The response must contain every line from the records below that has "dark".

DATA SHOWN

'''

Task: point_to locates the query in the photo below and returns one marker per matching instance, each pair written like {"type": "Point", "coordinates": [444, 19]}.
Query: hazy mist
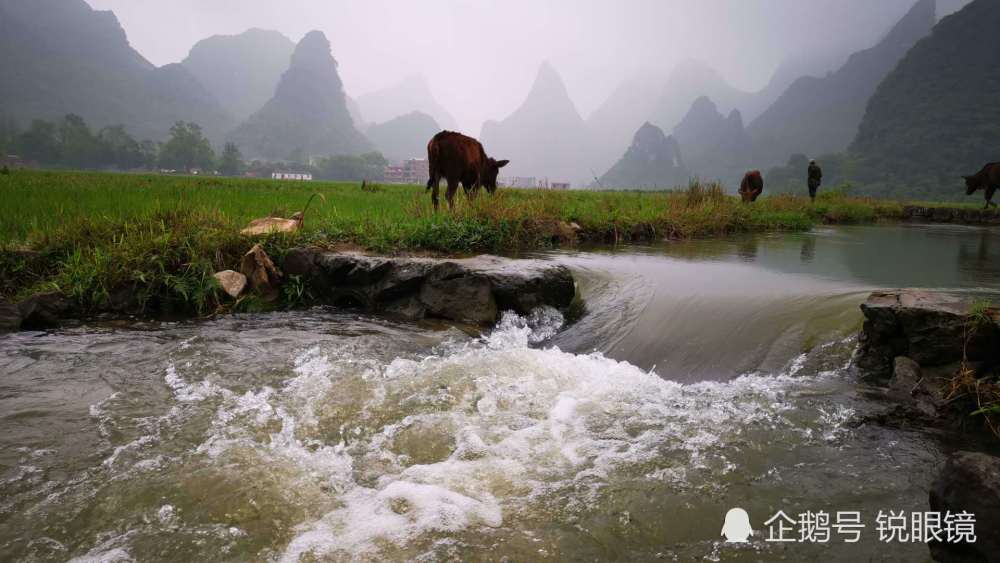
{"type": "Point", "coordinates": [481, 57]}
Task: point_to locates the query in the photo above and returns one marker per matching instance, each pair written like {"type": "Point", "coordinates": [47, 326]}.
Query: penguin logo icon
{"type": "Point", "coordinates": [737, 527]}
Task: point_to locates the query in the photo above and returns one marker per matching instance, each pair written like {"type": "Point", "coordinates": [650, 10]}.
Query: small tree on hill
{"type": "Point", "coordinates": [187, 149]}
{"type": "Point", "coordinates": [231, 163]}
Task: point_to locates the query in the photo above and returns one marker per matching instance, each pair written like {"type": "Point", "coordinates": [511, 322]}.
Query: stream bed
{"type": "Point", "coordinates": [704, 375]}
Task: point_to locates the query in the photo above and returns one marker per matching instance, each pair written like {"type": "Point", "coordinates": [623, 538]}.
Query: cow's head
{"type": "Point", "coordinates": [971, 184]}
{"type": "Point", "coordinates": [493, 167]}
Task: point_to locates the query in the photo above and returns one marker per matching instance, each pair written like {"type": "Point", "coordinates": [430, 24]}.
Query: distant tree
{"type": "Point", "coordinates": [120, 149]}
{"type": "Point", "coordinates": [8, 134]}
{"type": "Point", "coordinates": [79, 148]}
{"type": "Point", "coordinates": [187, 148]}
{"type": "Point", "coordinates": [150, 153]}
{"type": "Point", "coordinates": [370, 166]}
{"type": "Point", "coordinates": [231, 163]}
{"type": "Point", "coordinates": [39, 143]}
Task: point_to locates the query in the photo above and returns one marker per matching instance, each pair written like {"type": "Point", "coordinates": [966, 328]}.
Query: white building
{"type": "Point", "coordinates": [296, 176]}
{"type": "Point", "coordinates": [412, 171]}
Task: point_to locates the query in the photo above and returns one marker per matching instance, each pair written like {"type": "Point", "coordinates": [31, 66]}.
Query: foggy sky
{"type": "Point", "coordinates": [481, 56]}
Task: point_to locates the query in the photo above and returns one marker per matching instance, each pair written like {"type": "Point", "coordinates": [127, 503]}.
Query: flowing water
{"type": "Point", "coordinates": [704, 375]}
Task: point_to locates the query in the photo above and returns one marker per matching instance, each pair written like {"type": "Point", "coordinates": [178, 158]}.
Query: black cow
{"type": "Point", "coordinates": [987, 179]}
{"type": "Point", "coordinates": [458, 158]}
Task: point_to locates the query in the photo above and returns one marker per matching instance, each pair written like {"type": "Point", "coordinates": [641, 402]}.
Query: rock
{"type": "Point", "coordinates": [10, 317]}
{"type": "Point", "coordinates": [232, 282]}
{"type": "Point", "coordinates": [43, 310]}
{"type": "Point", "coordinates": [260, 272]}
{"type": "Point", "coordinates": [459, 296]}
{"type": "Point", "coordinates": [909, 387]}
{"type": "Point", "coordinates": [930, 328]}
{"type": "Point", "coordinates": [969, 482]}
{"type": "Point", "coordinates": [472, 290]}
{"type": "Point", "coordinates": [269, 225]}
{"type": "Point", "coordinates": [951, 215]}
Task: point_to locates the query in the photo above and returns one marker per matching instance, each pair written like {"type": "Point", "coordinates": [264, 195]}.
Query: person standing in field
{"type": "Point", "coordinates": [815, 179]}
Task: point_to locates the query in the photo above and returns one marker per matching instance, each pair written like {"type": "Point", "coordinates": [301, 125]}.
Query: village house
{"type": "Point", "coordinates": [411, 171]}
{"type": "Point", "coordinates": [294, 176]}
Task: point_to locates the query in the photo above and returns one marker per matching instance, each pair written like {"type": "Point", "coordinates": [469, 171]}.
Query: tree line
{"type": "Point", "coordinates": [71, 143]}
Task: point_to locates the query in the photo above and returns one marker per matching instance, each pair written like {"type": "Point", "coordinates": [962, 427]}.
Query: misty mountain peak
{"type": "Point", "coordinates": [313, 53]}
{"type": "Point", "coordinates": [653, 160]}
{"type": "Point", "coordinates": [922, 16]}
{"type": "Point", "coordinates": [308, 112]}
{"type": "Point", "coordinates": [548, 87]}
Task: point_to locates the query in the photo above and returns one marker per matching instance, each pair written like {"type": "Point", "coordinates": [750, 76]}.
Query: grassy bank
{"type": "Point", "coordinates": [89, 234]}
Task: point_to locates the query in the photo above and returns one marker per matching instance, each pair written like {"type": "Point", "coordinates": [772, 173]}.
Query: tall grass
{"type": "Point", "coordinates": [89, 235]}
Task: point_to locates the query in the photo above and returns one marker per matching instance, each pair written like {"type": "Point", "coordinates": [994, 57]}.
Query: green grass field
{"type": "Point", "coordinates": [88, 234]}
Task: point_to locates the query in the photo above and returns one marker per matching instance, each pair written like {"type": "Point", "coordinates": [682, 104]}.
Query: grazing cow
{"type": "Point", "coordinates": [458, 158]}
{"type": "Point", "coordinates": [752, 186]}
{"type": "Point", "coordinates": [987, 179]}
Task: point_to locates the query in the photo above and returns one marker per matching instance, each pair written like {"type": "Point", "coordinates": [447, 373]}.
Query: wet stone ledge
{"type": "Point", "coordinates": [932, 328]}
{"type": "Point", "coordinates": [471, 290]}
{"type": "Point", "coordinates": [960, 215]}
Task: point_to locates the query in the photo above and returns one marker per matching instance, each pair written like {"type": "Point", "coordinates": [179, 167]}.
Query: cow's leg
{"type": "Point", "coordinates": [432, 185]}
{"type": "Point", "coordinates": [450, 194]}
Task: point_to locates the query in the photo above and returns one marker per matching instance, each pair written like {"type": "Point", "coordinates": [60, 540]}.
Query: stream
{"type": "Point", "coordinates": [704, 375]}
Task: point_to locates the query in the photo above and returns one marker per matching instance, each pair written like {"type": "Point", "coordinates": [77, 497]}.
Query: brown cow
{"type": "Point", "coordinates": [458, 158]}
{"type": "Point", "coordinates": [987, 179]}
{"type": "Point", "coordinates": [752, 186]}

'''
'''

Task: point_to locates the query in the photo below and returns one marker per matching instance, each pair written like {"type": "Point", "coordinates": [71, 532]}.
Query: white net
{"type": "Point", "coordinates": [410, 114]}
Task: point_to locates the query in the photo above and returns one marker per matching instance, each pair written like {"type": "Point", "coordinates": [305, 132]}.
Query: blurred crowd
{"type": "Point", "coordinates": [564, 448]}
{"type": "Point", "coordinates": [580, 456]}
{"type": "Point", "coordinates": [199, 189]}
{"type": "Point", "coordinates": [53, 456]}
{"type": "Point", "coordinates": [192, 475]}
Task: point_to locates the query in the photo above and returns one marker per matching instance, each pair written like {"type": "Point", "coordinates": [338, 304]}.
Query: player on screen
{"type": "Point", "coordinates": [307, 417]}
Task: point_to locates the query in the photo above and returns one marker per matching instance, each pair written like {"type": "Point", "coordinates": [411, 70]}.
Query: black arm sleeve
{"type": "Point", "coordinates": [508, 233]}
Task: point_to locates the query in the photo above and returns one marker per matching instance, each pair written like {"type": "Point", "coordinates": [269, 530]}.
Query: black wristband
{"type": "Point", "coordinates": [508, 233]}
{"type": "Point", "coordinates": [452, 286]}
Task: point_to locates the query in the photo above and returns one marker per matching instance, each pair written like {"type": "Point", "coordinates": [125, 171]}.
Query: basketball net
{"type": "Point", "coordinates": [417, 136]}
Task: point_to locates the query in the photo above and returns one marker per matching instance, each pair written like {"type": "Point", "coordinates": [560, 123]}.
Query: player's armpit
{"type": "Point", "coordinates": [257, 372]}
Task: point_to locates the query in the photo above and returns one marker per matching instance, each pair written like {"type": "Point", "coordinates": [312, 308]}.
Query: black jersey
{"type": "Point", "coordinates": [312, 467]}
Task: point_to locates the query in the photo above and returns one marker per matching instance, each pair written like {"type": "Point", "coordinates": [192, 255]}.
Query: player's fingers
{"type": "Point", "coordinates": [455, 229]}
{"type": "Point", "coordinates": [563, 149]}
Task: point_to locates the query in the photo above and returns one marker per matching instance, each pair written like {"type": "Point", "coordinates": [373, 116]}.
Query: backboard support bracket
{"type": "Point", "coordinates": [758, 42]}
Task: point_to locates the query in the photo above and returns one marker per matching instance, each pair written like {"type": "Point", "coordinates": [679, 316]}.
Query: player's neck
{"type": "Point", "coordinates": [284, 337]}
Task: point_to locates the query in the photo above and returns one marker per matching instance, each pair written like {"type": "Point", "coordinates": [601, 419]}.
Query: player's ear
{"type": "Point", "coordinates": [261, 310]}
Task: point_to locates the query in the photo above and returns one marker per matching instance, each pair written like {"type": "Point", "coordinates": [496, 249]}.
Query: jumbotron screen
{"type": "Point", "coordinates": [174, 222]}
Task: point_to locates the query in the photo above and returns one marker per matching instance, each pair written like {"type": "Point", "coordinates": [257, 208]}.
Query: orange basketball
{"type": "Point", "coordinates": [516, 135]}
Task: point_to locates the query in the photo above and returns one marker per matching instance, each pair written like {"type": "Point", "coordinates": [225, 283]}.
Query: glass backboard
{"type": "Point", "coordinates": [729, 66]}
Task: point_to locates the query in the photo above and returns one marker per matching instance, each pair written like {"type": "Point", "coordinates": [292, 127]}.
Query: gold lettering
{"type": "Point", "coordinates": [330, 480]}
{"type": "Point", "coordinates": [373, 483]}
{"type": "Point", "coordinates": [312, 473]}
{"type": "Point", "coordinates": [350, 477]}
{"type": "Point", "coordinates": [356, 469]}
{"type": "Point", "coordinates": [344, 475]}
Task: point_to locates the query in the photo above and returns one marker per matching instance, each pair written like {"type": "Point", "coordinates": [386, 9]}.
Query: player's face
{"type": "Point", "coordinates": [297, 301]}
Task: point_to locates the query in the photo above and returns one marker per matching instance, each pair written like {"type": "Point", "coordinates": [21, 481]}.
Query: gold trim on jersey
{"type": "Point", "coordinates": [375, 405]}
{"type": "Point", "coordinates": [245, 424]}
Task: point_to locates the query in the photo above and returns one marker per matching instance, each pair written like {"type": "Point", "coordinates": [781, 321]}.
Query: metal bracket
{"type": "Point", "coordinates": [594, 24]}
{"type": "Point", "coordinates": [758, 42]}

'''
'''

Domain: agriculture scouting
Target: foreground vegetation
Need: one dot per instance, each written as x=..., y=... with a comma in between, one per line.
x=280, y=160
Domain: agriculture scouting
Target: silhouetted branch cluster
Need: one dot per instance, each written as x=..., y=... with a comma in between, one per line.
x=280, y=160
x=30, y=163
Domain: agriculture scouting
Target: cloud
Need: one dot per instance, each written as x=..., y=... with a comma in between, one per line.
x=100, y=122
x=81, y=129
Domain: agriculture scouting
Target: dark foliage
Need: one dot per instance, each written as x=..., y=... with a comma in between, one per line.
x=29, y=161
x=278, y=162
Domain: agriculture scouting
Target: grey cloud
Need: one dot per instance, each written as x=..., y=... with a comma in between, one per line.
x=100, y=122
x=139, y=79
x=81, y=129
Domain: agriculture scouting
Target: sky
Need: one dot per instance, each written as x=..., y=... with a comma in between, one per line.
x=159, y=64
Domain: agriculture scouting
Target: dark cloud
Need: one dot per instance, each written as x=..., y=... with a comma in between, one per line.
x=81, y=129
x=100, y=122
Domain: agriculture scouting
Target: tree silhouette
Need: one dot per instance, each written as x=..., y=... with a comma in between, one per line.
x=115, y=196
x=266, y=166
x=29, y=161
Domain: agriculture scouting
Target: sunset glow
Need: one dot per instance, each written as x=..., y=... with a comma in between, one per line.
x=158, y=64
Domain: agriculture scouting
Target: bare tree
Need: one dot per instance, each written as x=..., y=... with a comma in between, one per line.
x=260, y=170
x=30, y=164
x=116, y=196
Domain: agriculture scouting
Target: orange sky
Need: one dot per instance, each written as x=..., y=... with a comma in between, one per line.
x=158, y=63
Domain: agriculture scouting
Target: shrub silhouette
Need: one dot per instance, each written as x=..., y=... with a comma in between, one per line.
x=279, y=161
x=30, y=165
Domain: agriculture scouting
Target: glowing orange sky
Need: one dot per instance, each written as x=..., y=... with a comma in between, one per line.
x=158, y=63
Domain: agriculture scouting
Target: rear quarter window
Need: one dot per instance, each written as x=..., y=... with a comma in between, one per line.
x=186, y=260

'''

RESULT OF THIS EXERCISE
Target: dark foliage
Target: dark cloud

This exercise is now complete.